§ **EXERCISE REQUIREMENTS**
Find the line that contains "For each instance of the green" in the entries below. Write out that line and all that follow it, unchanged and alone.

§ **MATERIAL FOR THIS EXERCISE**

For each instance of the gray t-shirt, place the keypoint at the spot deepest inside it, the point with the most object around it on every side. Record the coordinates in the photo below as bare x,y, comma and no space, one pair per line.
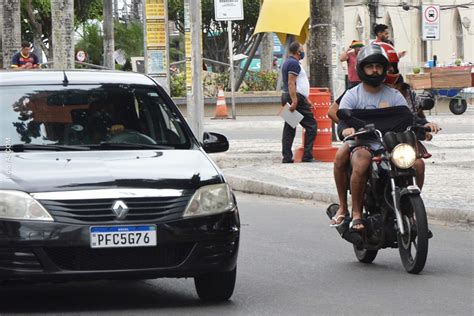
358,99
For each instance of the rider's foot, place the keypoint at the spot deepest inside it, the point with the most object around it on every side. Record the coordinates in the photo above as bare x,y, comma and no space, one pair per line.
339,217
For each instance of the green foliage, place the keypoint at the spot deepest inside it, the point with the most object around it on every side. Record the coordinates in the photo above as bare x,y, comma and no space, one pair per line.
215,32
178,85
260,81
129,38
92,43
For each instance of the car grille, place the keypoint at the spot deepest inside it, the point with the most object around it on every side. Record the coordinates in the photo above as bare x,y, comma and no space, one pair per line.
88,259
100,210
19,259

§ **THE ANSWER**
For each instance of the green foliage, place the keypoint at the spot deepest inside it, the point with the most object around it on every side. Record the coordinates in the photo above as bare x,y, comma and no space, one pair per line.
215,32
178,85
260,81
129,38
92,43
For each instance of the car grille, place the keypoint at the spot deepest inside it, the point with the most object around it on every side. Record the coordinates in the photo above as bare x,y, comma and no space, one pair per line.
88,259
100,210
19,259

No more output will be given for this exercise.